Wabasha III (Wapahaśa) (c. 1816–1876) was a prominent Dakota Sioux chief, also known as Joseph Wabasha. He succeeded his father as head chief of the Mdewakanton Dakota in 1836. Following the Dakota War of 1862 and the forced removal of the Dakota to Crow Creek Reservation, Wabasha became known as head chief of the Santee Sioux. In the final years of his life, Chief Wabasha helped his people rebuild their lives at the Santee Reservation in Nebraska.

In 1862, Wabasha had opposed the Dakota uprising from the start but had struggled to gain support. In the final weeks of the war, Wabasha — together with Wakute II and Taopi — sent messages to Colonel Henry Hastings Sibley voicing their opposition to Little Crow and offering their assistance to the U.S. Wabasha's son-in-law, Hdainyanka, was one of the 38 Dakota men executed in Mankato, Minnesota on December 26, 1862.

In 1986, a bust of Chief Wabasha III was installed at the Minnesota State Capitol.

Succession as chief 
Before succeeding his father in 1836, Chief Wabasha III was known as Tatepsin, which is translated as "Upsetting Wind" or "Bounding Wind." 

Chief Wabasha II died during a smallpox epidemic that killed many in his Kiyuksa (Keoxa) band. 

Around the time that Tatepsin became chief, the Kiyuksa band was twice as large as any other Mdewakanton band.The Kiyuksa band migrated periodically between the mouth of the upper Iowa River and Lake Pepin, and hunted on both sides of the upper Mississippi River.

:::::

**Set task 1**
Answer these from the Wabasha III text:
(a) In what year did Wabasha III succeed his father as head chief of the Mdewakanton Dakota?
(b) In what city were the 38 Dakota men executed on December 26, 1862?
(c) What name was Wabasha III known by before he became chief?
**Set task 2**
Rewrite the Wabasha III text, starting at the words "In 1986, a bust" and stopping after "upper Mississippi River.". Replace "Tatepsin" with "Bounding Wind" throughout.
**Set task 3**
What might come next in the account of Wabasha III? Write a continuation that picks up after its final sentence.

:::::

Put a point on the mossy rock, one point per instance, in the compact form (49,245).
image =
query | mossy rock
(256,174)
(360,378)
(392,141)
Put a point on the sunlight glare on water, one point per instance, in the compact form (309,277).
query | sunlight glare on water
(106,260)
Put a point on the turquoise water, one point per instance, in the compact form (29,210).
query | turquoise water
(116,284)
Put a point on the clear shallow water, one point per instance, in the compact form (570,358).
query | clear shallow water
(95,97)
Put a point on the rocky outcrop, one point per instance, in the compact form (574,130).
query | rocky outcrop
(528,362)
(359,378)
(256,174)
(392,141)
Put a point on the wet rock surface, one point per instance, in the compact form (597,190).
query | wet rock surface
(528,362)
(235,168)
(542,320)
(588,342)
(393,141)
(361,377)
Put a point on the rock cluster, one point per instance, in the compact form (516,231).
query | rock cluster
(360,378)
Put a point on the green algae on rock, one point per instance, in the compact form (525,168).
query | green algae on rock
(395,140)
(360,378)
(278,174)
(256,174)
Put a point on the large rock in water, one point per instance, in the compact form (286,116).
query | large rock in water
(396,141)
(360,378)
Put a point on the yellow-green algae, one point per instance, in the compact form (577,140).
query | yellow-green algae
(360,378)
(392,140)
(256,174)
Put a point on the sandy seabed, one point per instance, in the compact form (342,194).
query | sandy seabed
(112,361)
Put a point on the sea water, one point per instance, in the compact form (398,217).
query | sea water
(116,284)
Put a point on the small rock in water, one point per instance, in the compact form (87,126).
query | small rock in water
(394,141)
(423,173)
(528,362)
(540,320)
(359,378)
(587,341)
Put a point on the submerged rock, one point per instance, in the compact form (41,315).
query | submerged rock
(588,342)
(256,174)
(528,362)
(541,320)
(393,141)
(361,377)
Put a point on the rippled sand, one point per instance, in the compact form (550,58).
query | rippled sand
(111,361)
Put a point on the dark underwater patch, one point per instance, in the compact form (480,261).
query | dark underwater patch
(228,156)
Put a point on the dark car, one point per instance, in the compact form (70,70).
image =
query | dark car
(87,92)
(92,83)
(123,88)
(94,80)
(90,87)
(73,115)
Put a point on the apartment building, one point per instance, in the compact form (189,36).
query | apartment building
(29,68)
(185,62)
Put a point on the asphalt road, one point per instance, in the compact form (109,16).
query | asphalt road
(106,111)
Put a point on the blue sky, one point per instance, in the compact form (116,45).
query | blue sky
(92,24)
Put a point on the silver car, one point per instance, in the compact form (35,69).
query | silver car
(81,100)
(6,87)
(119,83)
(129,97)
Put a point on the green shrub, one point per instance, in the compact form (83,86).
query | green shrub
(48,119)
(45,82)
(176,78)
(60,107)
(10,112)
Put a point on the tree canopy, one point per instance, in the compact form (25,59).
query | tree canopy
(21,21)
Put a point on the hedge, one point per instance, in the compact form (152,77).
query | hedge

:::::

**Expected answer 1**
(a) 1836
(b) Mankato, Minnesota
(c) Tatepsin

**Expected answer 2**
In 1986, a bust of Chief Wabasha III was installed at the Minnesota State Capitol.

Succession as chief 
Before succeeding his father in 1836, Chief Wabasha III was known as Bounding Wind, which is translated as "Upsetting Wind" or "Bounding Wind." 

Chief Wabasha II died during a smallpox epidemic that killed many in his Kiyuksa (Keoxa) band. 

Around the time that Bounding Wind became chief, the Kiyuksa band was twice as large as any other Mdewakanton band.The Kiyuksa band migrated periodically between the mouth of the upper Iowa River and Lake Pepin, and hunted on both sides of the upper Mississippi River.

**Expected answer 3**
Wabasha had extensive kinship ties to "mixed-blood" traders and settlers in the area. In 1842, Chief Wabasha III presuaded Indian agent Amos Bruce to employ his relative, James Reed.

Treaties 
On September 10, 1836, Tatepsin signed the fifth Treaty of Prairie du Chien with acting Indian agent Colonel Zachary Taylor. The treaty relinquished all Sioux claims to what is now northwest Missouri to the United States. 

Chief Wabasha signed the 1851 and 1858 treaties that ceded the southern half of what is now the state of Minnesota to the United States. These land sales began the removal of his band to the reservation on the Minnesota River.

Opposition to Dakota uprising 
In 1862, Wabasha had opposed the Dakota uprising from the start but had struggled to gain support.

Removal to Crow Creek 
The Dakota were removed from Minnesota to Crow Creek Reservation in Dakota Territory.

Santee Sioux Reservation 
They then moved to the Santee Reservation in Nebraska, where the last chief Wabasha died on April 23, 1876.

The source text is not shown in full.